-- Opening Marker --

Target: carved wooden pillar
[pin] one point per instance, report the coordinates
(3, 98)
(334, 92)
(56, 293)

-- Closing Marker --

▶ _Prompt_: With the line that contains "[pin] one point" as the start, output every line through the end of the entries exactly. Add no other lines.

▶ _Solution to this problem_:
[pin] one point per instance, report the coordinates
(3, 98)
(334, 92)
(56, 293)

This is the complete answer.